Everywhere one goes in agriculture circles, discussion centers on economic bubbles. With record commodity prices and some people indicating there will be no end to global growth, demand expectations are high. Land sales above $10,000/acre and land rents doubling in the past five years from $200 to $400/acre raise the eyebrow of those on a conservative path.
The question becomes, is the agriculture industry – particularly the grain and row-crop sectors – in an economic bubble? Upon analysis of the situation, one could contend that there is indeed a bubble, but this time it is not a credit bubble similar to the 1980s in agriculture and the early decade of this century in the housing and commercial real estate area.
Debt in agriculture is centered in the livestock industry, particularly hogs and dairy and to some extent the horticulture industry. Debt-to-asset ratios are quite low, below 10% on average, in the grain industry, particularly when it comes to land ownership.

[SOURCE MATERIAL]
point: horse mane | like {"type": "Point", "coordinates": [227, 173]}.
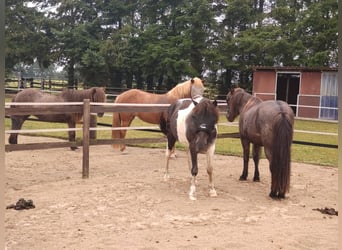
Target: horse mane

[WORK TO COMPLETE]
1. Translate this sentence from the article on an agricultural bubble into Spanish: "Debt-to-asset ratios are quite low, below 10% on average, in the grain industry, particularly when it comes to land ownership."
2. Rewrite the stretch of the article on an agricultural bubble from "Debt in agriculture" through "to land ownership.", putting "poultry" in place of "hogs".
The listing is not needed here.

[ANSWERS GIVEN]
1. Los índices de deuda sobre activos son bastante bajos, por debajo del 10 % en promedio, en la industria de los granos, especialmente en lo que respecta a la propiedad de la tierra.

2.
Debt in agriculture is centered in the livestock industry, particularly poultry and dairy and to some extent the horticulture industry. Debt-to-asset ratios are quite low, below 10% on average, in the grain industry, particularly when it comes to land ownership.